WHAT YOU WILL DO:
From the entries below, extract verbatim every line between the line containing "the asphalt road." and the line containing "column 935, row 294", with both of those lines included.

INFORMATION GIVEN:
◆ ◆ ◆ ◆ ◆
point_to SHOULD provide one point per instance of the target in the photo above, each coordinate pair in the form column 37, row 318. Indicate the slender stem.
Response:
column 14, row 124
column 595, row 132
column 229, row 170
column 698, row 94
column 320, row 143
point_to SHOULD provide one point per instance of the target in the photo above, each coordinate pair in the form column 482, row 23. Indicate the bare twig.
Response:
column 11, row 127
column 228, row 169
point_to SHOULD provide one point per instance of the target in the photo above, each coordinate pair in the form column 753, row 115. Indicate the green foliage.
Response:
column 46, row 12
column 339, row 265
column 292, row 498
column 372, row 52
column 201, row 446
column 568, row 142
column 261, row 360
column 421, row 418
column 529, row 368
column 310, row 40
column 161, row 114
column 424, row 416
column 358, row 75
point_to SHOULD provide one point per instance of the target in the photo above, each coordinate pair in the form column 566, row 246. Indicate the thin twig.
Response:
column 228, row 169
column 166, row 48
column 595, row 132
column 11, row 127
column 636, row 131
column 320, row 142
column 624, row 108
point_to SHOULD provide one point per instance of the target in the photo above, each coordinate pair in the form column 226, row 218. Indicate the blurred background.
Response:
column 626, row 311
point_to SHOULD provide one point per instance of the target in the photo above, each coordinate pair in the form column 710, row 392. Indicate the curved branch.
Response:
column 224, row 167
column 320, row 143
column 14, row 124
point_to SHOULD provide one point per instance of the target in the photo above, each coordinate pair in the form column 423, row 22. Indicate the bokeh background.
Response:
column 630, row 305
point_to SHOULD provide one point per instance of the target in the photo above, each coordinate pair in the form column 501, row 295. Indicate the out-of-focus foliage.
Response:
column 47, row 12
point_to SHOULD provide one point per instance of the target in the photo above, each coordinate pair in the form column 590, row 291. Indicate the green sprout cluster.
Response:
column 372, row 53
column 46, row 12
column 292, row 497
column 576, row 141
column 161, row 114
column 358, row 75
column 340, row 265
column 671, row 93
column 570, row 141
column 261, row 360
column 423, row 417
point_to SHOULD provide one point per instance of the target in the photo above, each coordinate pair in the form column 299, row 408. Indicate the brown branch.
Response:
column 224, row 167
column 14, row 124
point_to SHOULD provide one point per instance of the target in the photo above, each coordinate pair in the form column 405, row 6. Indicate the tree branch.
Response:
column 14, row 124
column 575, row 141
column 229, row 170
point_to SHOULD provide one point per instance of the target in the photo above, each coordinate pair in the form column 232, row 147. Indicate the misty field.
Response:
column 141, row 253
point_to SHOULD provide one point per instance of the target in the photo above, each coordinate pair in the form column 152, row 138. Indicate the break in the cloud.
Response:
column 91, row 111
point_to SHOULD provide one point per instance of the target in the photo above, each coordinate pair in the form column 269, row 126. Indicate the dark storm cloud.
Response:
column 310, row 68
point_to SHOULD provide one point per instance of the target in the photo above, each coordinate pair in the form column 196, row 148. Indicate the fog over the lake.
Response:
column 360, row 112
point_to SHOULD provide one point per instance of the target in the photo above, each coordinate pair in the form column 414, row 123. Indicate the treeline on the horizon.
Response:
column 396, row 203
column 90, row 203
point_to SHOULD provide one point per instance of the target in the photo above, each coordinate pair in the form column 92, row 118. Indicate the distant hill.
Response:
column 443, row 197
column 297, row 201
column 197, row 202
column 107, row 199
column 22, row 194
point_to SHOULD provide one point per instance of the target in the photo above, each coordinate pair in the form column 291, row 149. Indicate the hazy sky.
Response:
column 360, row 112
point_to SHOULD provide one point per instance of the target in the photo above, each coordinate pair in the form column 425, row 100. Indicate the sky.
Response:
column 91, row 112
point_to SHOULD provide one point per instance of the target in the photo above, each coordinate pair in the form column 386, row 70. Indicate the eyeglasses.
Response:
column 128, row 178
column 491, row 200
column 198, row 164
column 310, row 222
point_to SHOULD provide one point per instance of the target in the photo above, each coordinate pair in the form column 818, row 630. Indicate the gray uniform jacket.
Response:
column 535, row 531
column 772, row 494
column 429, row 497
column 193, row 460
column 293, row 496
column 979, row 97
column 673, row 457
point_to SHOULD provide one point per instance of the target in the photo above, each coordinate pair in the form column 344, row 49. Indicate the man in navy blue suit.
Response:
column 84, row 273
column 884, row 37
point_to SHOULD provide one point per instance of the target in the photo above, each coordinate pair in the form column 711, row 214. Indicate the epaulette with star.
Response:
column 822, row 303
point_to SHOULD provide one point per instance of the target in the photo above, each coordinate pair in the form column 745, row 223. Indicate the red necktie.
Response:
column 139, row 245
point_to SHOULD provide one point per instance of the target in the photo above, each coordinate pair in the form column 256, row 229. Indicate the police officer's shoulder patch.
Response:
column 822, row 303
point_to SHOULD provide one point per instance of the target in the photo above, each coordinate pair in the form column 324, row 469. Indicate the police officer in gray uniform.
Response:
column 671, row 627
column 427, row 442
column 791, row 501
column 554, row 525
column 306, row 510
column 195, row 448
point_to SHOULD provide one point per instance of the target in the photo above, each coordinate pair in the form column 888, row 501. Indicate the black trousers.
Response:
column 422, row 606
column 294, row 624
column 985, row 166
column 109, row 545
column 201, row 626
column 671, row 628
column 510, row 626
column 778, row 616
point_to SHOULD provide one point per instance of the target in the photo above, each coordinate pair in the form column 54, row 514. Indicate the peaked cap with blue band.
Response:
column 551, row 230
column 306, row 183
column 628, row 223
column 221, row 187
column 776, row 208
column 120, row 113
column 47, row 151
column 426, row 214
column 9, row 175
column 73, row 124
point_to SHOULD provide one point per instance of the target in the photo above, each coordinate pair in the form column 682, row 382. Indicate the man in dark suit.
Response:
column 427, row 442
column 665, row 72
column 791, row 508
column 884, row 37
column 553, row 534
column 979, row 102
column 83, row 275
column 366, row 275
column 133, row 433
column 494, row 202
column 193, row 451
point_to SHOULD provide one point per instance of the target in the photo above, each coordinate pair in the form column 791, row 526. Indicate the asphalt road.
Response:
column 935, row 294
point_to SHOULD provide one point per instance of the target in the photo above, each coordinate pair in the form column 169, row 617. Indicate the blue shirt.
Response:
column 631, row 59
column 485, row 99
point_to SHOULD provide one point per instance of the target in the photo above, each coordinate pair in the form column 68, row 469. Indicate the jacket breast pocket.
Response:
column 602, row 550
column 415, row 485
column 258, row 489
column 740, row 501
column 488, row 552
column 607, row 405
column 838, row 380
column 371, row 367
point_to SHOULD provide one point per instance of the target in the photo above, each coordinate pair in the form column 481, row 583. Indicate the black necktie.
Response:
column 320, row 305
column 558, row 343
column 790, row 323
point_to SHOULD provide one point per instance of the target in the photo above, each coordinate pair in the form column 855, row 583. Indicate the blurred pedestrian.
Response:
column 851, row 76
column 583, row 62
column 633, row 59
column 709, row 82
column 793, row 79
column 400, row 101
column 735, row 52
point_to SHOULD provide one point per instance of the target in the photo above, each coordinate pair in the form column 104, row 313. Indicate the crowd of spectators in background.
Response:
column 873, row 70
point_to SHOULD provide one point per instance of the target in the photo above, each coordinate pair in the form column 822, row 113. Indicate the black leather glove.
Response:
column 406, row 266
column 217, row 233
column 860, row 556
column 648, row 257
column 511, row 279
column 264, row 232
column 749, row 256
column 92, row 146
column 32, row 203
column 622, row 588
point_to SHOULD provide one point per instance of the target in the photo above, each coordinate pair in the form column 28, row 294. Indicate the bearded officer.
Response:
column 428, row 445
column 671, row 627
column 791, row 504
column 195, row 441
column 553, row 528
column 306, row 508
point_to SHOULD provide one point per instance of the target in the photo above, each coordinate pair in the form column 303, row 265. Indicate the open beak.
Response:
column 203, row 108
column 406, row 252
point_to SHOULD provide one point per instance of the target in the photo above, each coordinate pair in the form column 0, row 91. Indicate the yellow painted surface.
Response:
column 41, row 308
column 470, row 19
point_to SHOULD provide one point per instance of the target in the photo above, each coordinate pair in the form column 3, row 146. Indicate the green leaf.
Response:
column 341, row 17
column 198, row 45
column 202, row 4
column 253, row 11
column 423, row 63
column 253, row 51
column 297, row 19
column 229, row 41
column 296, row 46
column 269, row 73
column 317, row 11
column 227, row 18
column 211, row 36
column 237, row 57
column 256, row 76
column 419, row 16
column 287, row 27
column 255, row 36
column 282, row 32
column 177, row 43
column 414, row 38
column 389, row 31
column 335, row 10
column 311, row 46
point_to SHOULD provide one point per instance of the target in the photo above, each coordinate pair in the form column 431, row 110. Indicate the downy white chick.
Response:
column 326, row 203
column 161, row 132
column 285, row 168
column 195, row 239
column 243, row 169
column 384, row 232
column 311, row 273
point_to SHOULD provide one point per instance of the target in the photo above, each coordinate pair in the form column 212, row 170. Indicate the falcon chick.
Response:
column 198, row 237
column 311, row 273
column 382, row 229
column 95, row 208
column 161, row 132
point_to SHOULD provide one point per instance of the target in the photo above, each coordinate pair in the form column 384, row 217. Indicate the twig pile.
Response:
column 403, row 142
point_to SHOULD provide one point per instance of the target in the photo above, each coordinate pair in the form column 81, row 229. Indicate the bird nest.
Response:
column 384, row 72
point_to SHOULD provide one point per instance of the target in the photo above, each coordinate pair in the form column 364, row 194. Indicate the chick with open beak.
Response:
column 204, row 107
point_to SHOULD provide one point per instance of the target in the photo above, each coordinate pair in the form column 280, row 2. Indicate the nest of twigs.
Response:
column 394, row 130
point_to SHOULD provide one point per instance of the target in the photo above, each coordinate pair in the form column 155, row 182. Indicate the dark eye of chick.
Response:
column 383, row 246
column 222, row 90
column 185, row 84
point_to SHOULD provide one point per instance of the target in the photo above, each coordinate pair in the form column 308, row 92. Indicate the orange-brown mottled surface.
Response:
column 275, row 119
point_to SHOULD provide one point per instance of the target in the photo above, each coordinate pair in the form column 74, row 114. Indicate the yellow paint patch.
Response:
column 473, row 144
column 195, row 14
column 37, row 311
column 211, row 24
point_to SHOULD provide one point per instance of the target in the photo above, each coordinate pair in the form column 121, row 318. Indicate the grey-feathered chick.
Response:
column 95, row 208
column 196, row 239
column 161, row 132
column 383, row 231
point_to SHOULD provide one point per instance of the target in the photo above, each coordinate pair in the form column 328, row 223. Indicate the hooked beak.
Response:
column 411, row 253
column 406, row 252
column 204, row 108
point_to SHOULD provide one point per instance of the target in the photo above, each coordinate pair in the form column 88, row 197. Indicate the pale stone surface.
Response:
◆ ◆ ◆ ◆ ◆
THE SOLUTION:
point_to SHOULD provide one point per instance of the target in the photo above, each coordinate pair in the form column 791, row 526. Indicate the asphalt road.
Response:
column 935, row 294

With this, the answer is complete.